Short task
Output the full listing below exactly, without the pictures.
◇ ◇ ◇ ◇ ◇ ◇ ◇
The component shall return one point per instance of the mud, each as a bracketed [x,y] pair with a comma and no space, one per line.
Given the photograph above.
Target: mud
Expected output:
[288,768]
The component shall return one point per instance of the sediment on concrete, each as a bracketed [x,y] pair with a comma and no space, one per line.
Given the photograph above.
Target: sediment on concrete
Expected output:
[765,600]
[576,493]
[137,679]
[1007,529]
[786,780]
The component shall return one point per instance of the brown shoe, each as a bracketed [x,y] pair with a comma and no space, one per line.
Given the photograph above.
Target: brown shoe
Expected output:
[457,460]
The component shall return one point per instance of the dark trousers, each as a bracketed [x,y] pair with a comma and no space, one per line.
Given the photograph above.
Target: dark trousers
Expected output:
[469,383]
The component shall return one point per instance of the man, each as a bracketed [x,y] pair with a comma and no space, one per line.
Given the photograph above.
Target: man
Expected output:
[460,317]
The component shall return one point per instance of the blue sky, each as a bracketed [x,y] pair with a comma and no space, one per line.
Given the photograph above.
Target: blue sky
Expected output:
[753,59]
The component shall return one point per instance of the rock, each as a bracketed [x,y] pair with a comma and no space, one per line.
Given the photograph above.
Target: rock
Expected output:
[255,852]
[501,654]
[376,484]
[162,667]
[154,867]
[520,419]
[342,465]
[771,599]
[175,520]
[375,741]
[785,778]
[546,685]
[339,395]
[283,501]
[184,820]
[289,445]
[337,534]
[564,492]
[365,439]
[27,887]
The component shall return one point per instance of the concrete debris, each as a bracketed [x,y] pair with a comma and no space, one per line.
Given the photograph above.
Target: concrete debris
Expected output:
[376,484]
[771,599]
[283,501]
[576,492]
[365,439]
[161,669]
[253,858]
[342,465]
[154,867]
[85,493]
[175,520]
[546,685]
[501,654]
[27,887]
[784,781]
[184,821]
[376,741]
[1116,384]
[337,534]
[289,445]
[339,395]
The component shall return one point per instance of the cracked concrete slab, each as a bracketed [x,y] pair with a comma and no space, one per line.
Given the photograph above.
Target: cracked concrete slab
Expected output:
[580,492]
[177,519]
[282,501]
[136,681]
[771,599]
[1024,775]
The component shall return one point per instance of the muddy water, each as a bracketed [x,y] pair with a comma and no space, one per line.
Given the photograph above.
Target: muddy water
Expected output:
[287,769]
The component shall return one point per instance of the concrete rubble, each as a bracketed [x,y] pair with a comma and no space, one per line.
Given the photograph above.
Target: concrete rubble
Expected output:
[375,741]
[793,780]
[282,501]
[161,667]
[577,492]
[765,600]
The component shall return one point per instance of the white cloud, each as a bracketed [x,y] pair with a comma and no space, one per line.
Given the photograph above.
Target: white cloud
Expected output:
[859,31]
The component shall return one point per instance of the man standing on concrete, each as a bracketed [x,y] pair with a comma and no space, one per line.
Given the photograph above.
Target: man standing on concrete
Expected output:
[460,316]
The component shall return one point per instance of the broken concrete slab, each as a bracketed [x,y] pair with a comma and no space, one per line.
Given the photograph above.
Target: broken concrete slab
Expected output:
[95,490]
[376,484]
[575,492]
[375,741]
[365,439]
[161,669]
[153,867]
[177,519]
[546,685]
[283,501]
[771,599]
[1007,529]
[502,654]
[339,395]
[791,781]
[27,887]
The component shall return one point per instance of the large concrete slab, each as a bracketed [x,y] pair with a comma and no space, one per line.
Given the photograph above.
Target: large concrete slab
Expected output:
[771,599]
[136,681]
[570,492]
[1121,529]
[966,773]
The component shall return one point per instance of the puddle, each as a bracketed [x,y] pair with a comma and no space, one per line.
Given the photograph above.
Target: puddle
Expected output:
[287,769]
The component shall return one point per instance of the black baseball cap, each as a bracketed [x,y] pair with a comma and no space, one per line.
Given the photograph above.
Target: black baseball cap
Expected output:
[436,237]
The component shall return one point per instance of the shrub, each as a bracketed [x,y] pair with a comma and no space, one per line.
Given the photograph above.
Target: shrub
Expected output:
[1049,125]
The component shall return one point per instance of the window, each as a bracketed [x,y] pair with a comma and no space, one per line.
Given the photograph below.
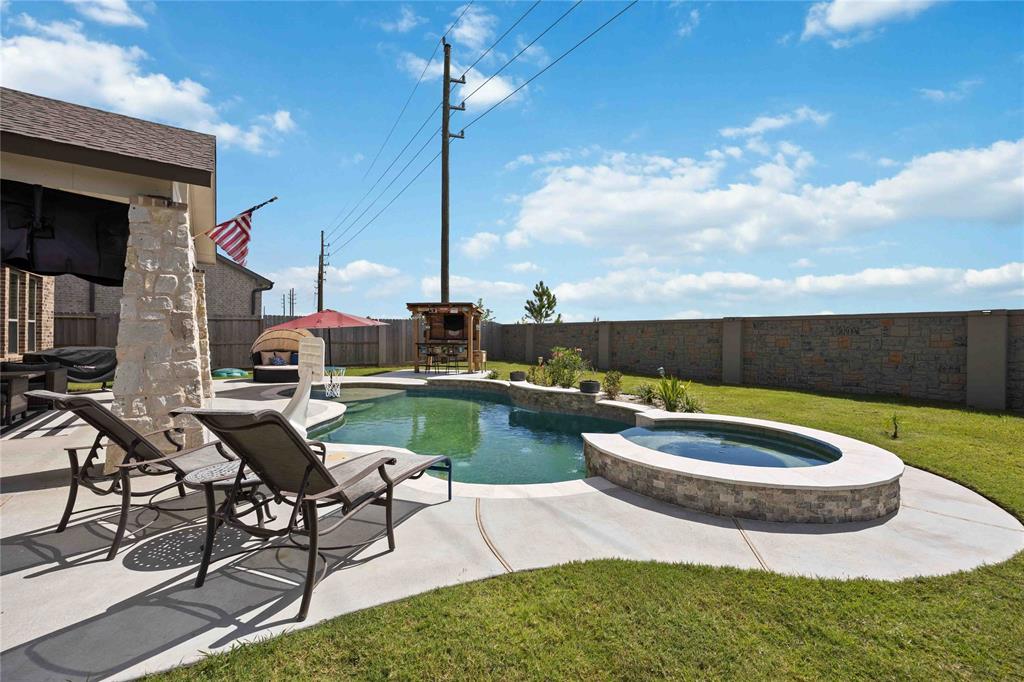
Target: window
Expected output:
[13,295]
[35,286]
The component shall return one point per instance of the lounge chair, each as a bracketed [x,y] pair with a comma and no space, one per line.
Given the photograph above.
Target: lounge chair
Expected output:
[281,457]
[141,457]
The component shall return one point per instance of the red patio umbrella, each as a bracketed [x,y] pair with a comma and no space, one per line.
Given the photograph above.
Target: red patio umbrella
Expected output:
[329,320]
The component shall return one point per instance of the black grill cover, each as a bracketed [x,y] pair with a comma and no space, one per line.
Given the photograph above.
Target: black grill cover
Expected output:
[85,364]
[48,231]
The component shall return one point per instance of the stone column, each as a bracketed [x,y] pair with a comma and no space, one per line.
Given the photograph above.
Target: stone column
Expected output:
[604,346]
[204,334]
[160,366]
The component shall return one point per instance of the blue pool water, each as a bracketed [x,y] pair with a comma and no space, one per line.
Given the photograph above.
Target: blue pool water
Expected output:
[488,439]
[733,444]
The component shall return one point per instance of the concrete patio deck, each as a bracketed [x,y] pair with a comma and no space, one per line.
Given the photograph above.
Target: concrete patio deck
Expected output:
[69,614]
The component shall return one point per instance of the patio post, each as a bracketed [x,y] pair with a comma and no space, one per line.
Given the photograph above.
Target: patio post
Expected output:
[160,361]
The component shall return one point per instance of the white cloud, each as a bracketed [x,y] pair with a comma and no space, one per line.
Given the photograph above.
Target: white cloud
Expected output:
[469,289]
[479,245]
[641,286]
[475,29]
[689,25]
[520,161]
[553,157]
[477,95]
[764,124]
[57,59]
[480,95]
[956,93]
[524,266]
[691,313]
[282,121]
[684,206]
[408,19]
[846,23]
[111,12]
[414,65]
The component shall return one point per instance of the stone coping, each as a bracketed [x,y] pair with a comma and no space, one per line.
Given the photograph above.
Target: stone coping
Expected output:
[860,465]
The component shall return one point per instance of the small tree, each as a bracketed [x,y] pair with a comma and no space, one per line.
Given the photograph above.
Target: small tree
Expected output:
[542,307]
[488,314]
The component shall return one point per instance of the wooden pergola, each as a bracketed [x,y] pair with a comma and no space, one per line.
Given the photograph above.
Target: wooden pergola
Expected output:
[448,334]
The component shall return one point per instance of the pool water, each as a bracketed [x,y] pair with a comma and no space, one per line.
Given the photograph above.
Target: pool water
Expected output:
[488,439]
[743,445]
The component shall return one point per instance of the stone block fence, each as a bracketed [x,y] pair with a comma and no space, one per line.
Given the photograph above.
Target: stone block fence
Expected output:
[970,357]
◇ ◇ ◇ ◇ ◇ ◇ ◇
The result
The component shall return one point per instance of the mud, each as a bracketed [x,y] pair with a comma and no space, one per line.
Given the photograph above.
Target: mud
Expected output:
[288,768]
The component shall return one point per instance of the sediment on concrete, each as a bracketed [x,y] pair with a comma and no space, one per line.
Given the photograph above.
Target: sediment on concrete
Expected output:
[765,600]
[576,493]
[137,679]
[1007,529]
[786,780]
The component shall return one point per instance of the brown shoe, each as a bracketed [x,y] pair with a comma and no space, one per line.
Given the photograph above.
Target: brown shoe
Expected output:
[457,460]
The component shall return one point per instance of the dark trousers, each as a bracketed [x,y] pair with a comma and no space, one per line.
Given the photograph above.
Target: dark trousers
Expected output:
[469,383]
The component shall return one point per instance of the man, each as a bracketed [x,y] pair with a comma and no space, one per line.
Given the photograph above.
Target: man
Expected output:
[460,317]
The component shall return one point per instance of the blue sky, each as a bracketed [x,y] pair with a comma and no space, one per line.
Given the photograph above.
Target: blue sky
Expected output:
[753,59]
The component shall return one point per instance of the rock, each as a bracketed [x,y] pair with a comma and no space, one per line.
Given the photograph above.
Target: rock
Expected output:
[255,852]
[501,654]
[376,484]
[162,667]
[154,867]
[520,419]
[342,465]
[771,599]
[175,520]
[375,741]
[785,778]
[546,685]
[339,395]
[283,501]
[184,820]
[289,445]
[337,534]
[564,492]
[365,439]
[27,887]
The component shall return one point per instance of the concrete debris, each as a bracketed [x,y] pair with a comma and no space, one per line.
Given the photograph above.
Target: concrete debris
Expected output:
[376,484]
[771,599]
[283,501]
[576,492]
[365,439]
[161,669]
[253,858]
[342,465]
[154,867]
[85,493]
[175,520]
[546,685]
[501,654]
[27,887]
[784,781]
[184,821]
[376,741]
[1116,384]
[337,534]
[289,445]
[339,395]
The component shall return one point per instance of the cracked concrete slab, each as a bracketed [x,y] pair with a comma and no space, one per line.
Given the photograph above.
Target: cracked concrete slab
Expected output:
[580,492]
[177,519]
[282,501]
[136,681]
[771,599]
[1024,775]
The component shall return one point per instance of the muddy water, each as a bracketed [x,y] pair with a comma and no space, one per line.
Given the photograph above.
Target: muddy water
Expected output:
[287,769]
The component shall return one point per instance of the concrete rubble, each as a bracketed [x,y] pair with a comma and no space, one per line.
Given the photograph above.
Target: concrete rubble
Expected output:
[375,741]
[793,780]
[282,501]
[161,667]
[577,492]
[765,600]
The component shall return one point per instance of the white cloud, each as a bracketed [x,y] pair with a comma and no space, one per line.
Given the photograph above.
Target: white cloud
Expected output:
[859,31]
The component shall return one point per instance of the man standing on concrete, each as a bracketed [x,y] pair with a comma and no space, one per line.
Given the photograph above.
Target: man standing on concrete
Expected output:
[460,316]
The component shall return one point per instance of the broken concrete slab, each as a bracketed [x,y] pair with a comma and no space, one per line.
Given the photograph above.
Target: broken concrete slab
Expected output:
[95,490]
[376,484]
[575,492]
[375,741]
[365,439]
[161,669]
[153,867]
[177,519]
[546,685]
[283,501]
[771,599]
[1007,529]
[502,654]
[339,395]
[791,781]
[27,887]
The component shall return one point per instance of the large concrete slab, each as a bracketed [x,y] pair with a comma and no space, one per line.
Given the photograph above.
Target: large concrete slab
Expected output:
[771,599]
[136,681]
[570,492]
[1121,529]
[966,773]
The component shall return one point per instance of the puddle, each as a bracketed [x,y] pair with a comma and no space, one per line.
Given the photograph above.
Target: puddle
Expected output:
[287,769]
The component shall return one point per instance of the black baseball cap, each as a bracketed [x,y] pair with a comma and no space, one per line.
Given the photograph above.
Target: black baseball cap
Expected output:
[436,237]
The component shall return one point per instance of the shrub, each as a bracketed [x,y] pair with a comma and no space, one per line.
Given the photograph above.
Target: shrub
Expected output:
[1049,125]
The component shall return one point per instance of the window, each as a bracketed [x,y] pair with a comma and no space, one per line.
Given the photograph below.
Target: window
Expected output:
[13,295]
[35,286]
The component shall return one point per instance of the lounge chair, each as a bracketed [x,y] pair with a comma and no space, one per line.
Given the photograph above.
Target: lounge chair
Expected output:
[281,457]
[141,457]
The component shall return one point per instance of the red patio umbrella, each as a bracketed [x,y] pair with a comma and no space, one per line.
Given the photograph above.
Target: red patio umbrella
Expected output:
[329,320]
The component shall return one point per instance of the black grill cover, each as a bracketed [x,y] pair with a comma and no space, one per line.
Given the photograph above.
Target: black grill cover
Expected output:
[85,364]
[48,231]
The component shall return one point per instance of the stone column, each as a bracketed [x,y] pair with a comma and no space, one per line.
Given the photograph above.
Target: stone column
Expected output:
[604,346]
[204,334]
[160,366]
The component shall return one point per instance of the blue pool water, each as a bracketed [x,y] pair with a comma and no space, one per line.
Given the photograph above.
Target: blue pool water
Expected output:
[488,439]
[733,444]
The component shall return one point per instance of the concrete patio deck, each as a bracketed [x,y] pair with a comma and no space, one per line.
Given the photograph above.
Target: concrete patio deck
Expected output:
[69,614]
The component shall return one point per instance of the patio post, each as a bracketed [x,y] pair with a comma and no space, one per line.
Given the photograph above.
Target: patio post
Expected output:
[160,361]
The component shall return one point per instance of the white cloud, each as a bracketed [x,y] pair with a comma and no space, one per line.
Given the photograph above.
Target: white cloud
Expected output:
[469,289]
[479,245]
[641,286]
[475,29]
[689,25]
[520,161]
[553,157]
[477,95]
[764,124]
[57,59]
[480,95]
[956,93]
[524,266]
[691,313]
[282,121]
[684,206]
[408,19]
[846,23]
[111,12]
[414,65]
The component shall return one point per instance of the stone coping, each as a bracketed [x,y] pair with a comma and no space, one per line.
Given the photograph above.
Target: stone coping
Expected output:
[860,465]
The component shall return one point per instance of the small tree, each as a bracketed [x,y] pair with a comma and no space, one per line.
Given the photograph above.
Target: small tree
Expected output:
[542,307]
[488,314]
The component shall return one point per instance of the wooden pergola, each as a bracketed [x,y] pair with a comma and no space, one per line.
Given the photograph above.
Target: wooden pergola
Expected output:
[448,334]
The component shall return one point per instance of the pool water, each as a bracketed [x,y] pair with a comma and no space, one per line.
Given the photograph above.
Target: pool water
Expected output:
[488,439]
[743,445]
The component shall return one point per instance of the stone block fence, each as a bracketed [x,y] pair with a comma and no space, one per line.
Given the photograph above.
Target: stone block fence
Expected output:
[970,357]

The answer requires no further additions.